• **DIRECTION**:
Repeat every record below exactly as it appears.

------ EXTRACTED INFORMATION

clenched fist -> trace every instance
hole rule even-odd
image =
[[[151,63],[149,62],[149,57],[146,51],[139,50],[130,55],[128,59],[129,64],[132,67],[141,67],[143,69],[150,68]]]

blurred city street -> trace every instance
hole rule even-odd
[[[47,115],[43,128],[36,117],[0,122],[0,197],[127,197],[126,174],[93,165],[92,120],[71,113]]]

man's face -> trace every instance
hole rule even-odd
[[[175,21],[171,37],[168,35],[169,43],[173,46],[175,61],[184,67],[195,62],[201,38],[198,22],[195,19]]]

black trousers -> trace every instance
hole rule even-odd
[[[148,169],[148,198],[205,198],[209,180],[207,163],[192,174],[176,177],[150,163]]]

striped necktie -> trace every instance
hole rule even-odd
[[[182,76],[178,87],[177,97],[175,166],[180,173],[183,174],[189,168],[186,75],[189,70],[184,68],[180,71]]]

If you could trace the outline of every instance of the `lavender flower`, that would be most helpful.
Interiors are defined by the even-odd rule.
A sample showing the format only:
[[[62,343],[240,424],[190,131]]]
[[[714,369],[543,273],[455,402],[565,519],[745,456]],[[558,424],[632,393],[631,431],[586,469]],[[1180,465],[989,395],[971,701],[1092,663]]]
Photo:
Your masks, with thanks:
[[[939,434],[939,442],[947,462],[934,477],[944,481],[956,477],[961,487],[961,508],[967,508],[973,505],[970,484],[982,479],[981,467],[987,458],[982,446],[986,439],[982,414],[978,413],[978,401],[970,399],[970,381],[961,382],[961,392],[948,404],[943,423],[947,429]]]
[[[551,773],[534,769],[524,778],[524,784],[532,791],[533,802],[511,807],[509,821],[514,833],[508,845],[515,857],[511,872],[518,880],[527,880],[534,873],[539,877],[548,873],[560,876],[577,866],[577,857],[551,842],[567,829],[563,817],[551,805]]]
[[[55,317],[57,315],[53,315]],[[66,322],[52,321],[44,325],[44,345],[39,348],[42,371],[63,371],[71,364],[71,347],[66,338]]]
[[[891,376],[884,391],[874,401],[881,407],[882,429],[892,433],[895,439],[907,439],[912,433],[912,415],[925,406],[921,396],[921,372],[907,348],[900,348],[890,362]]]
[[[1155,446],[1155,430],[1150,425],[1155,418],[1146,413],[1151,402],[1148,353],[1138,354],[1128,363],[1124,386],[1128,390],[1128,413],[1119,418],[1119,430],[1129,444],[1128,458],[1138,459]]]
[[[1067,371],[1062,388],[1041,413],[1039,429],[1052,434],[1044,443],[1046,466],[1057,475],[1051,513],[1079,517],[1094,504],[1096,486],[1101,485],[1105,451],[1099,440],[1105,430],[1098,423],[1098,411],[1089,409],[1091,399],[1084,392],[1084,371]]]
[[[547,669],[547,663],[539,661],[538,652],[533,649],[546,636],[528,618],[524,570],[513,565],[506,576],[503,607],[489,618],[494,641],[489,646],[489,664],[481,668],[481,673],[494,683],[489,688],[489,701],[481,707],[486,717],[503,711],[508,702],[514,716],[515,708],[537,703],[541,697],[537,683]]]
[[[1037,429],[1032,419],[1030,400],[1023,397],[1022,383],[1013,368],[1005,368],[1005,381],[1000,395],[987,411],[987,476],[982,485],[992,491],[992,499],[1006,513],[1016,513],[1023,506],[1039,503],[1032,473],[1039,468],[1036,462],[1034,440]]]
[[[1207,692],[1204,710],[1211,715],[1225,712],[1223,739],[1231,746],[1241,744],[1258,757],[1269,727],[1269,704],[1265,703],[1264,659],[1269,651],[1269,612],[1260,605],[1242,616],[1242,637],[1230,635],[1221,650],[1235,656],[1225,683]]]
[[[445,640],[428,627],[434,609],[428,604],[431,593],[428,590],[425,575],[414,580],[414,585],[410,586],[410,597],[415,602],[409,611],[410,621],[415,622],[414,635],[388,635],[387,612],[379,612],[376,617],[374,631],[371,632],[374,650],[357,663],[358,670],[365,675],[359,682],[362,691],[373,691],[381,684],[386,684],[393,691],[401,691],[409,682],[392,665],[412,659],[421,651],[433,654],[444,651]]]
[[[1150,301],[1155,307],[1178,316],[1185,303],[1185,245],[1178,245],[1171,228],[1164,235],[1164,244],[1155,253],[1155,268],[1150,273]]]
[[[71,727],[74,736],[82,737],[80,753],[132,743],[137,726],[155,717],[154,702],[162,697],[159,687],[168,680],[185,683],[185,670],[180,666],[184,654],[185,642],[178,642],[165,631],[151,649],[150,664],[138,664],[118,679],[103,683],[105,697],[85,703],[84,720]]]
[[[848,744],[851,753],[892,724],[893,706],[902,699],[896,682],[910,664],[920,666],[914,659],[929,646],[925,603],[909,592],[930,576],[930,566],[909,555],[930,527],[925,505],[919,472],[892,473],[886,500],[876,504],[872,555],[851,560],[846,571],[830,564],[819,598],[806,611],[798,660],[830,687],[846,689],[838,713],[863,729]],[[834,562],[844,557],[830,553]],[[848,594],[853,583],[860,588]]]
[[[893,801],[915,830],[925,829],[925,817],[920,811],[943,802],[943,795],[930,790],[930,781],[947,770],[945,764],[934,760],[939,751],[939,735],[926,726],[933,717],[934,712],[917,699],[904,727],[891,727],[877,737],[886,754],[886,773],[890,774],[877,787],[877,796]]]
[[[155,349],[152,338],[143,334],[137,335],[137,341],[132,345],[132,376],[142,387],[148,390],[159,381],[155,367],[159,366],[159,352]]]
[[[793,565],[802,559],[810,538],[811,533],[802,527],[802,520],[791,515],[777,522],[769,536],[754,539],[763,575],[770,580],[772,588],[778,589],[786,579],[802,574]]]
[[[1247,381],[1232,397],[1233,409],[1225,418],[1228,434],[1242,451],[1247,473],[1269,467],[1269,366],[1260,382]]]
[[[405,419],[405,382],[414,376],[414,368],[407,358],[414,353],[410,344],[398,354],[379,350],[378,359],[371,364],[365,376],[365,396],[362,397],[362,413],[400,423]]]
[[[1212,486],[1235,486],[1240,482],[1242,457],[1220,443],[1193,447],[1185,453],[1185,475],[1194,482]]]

------------

• **TASK RESPONSE**:
clenched fist -> trace every instance
hole rule even-odd
image =
[[[151,63],[149,62],[149,57],[146,51],[139,50],[130,55],[128,59],[129,64],[132,67],[141,67],[143,69],[150,68]]]

blurred city street -> trace every instance
hole rule even-odd
[[[47,115],[43,128],[36,117],[0,122],[0,197],[127,197],[126,174],[93,165],[92,120],[71,113]]]

man's face -> trace every instance
hole rule even-odd
[[[175,21],[171,37],[168,35],[169,43],[173,46],[175,61],[184,67],[195,62],[201,38],[198,22],[195,19]]]

black trousers -> trace every instance
hole rule even-odd
[[[148,169],[148,198],[205,198],[209,180],[207,163],[192,174],[176,177],[150,163]]]

striped necktie -> trace every instance
hole rule even-odd
[[[182,76],[178,87],[177,97],[175,166],[180,173],[183,174],[189,168],[186,75],[189,70],[184,68],[180,71]]]

If you could trace the outline of every instance of the `lavender flower`, that would be most helpful.
Interiors are defined by the even-odd rule.
A sample showing the format only:
[[[62,343],[240,424],[190,131]]]
[[[714,369],[543,273],[455,402],[565,519],[745,456]],[[558,424],[632,393],[631,431],[586,469]],[[1180,465],[989,395],[971,701],[1092,663]]]
Photo:
Your masks, with thanks:
[[[939,434],[939,442],[947,462],[934,477],[944,481],[956,477],[961,487],[961,508],[967,508],[973,505],[970,484],[982,479],[981,467],[987,458],[982,446],[986,439],[982,414],[978,413],[978,401],[970,399],[970,381],[961,382],[961,392],[948,404],[943,423],[947,429]]]
[[[551,773],[534,769],[524,778],[524,784],[532,791],[533,802],[511,807],[509,821],[514,833],[508,845],[515,857],[511,872],[518,880],[527,880],[534,873],[539,877],[548,873],[560,876],[577,866],[577,857],[551,842],[567,829],[563,817],[551,805]]]
[[[55,317],[57,315],[53,315]],[[66,322],[52,321],[44,325],[44,345],[39,348],[42,371],[63,371],[71,364],[71,347],[66,338]]]
[[[891,376],[884,391],[874,401],[881,407],[882,429],[892,433],[895,439],[907,439],[912,433],[912,415],[925,406],[921,396],[921,372],[907,348],[900,348],[890,362]]]
[[[1155,446],[1155,430],[1150,425],[1155,418],[1146,413],[1151,402],[1148,353],[1138,354],[1128,363],[1124,386],[1128,390],[1128,413],[1119,418],[1119,430],[1129,444],[1128,458],[1138,459]]]
[[[1067,371],[1062,388],[1041,413],[1039,429],[1052,434],[1044,443],[1046,466],[1057,475],[1051,513],[1079,517],[1094,504],[1096,486],[1101,485],[1105,451],[1099,440],[1105,430],[1098,423],[1098,411],[1089,409],[1091,399],[1084,392],[1084,371]]]
[[[547,669],[547,663],[539,661],[538,652],[533,649],[546,636],[528,618],[524,570],[513,565],[506,576],[503,607],[489,618],[494,641],[489,646],[489,664],[481,668],[481,673],[494,683],[489,688],[489,701],[481,707],[486,717],[503,711],[508,702],[514,716],[515,708],[537,703],[541,697],[537,683]]]
[[[1037,429],[1032,419],[1030,400],[1023,397],[1022,383],[1013,368],[1005,368],[1005,381],[1000,395],[987,411],[987,476],[982,485],[992,491],[992,499],[1006,513],[1016,513],[1023,506],[1039,503],[1032,473],[1039,468],[1036,462],[1034,440]]]
[[[1207,692],[1204,710],[1211,715],[1225,712],[1223,739],[1231,746],[1241,744],[1258,757],[1269,727],[1269,704],[1265,703],[1264,659],[1269,651],[1269,612],[1260,605],[1242,616],[1242,637],[1230,635],[1221,650],[1235,656],[1225,683]]]
[[[445,640],[428,627],[434,609],[428,604],[431,593],[428,590],[425,575],[414,580],[414,585],[410,586],[410,597],[415,602],[409,611],[410,621],[415,622],[414,635],[388,635],[387,612],[379,612],[376,617],[374,631],[371,632],[374,650],[357,663],[358,670],[365,675],[359,682],[362,691],[373,691],[381,684],[386,684],[393,691],[401,691],[409,682],[392,665],[412,659],[421,651],[433,654],[444,651]]]
[[[1150,301],[1155,307],[1178,316],[1185,303],[1185,245],[1178,245],[1171,228],[1164,235],[1164,244],[1155,253],[1155,268],[1150,273]]]
[[[71,727],[74,736],[82,737],[80,753],[132,743],[137,726],[155,717],[154,702],[162,697],[159,687],[168,680],[185,683],[185,670],[180,666],[184,654],[185,642],[178,642],[165,631],[151,649],[150,664],[138,664],[118,679],[103,683],[105,697],[85,703],[84,720]]]
[[[848,744],[851,753],[892,724],[893,706],[902,699],[896,682],[910,664],[920,666],[914,659],[929,646],[925,603],[909,592],[930,576],[930,566],[909,555],[930,527],[925,505],[919,472],[892,473],[886,500],[876,504],[872,555],[851,560],[846,571],[830,564],[819,598],[806,611],[798,660],[830,687],[846,689],[838,713],[863,729]],[[834,562],[844,557],[830,553]],[[848,594],[853,583],[860,588]]]
[[[893,801],[915,830],[925,829],[925,817],[920,811],[943,802],[943,795],[930,790],[930,781],[947,770],[945,764],[934,760],[939,751],[939,735],[926,726],[933,717],[934,712],[917,699],[904,727],[891,727],[877,737],[886,754],[886,773],[890,774],[877,787],[877,796]]]
[[[155,349],[152,338],[143,334],[137,335],[137,341],[132,345],[132,376],[142,387],[148,390],[159,381],[155,367],[159,366],[159,352]]]
[[[793,565],[802,559],[810,538],[811,533],[802,527],[802,520],[791,515],[777,522],[769,536],[754,539],[763,575],[770,580],[772,588],[778,589],[786,579],[802,574]]]
[[[1247,381],[1232,397],[1233,409],[1225,418],[1228,434],[1242,451],[1247,473],[1269,467],[1269,366],[1260,382]]]
[[[405,419],[405,382],[414,376],[414,368],[407,358],[414,353],[410,344],[398,354],[379,350],[378,359],[371,364],[365,376],[365,396],[362,397],[362,413],[400,423]]]
[[[1212,486],[1235,486],[1240,482],[1242,457],[1220,443],[1193,447],[1185,453],[1185,475],[1194,482]]]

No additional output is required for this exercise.